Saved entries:
+-------+
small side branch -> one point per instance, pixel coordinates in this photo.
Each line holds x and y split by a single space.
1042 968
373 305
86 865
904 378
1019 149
+-------+
### Exercise directions
The entries shown above should be copied out word for word.

### Solution below
small side branch -> one point per instance, pixel coordinates in this photo.
Each line holds x and y split by a single space.
1042 968
373 305
86 865
904 378
1019 149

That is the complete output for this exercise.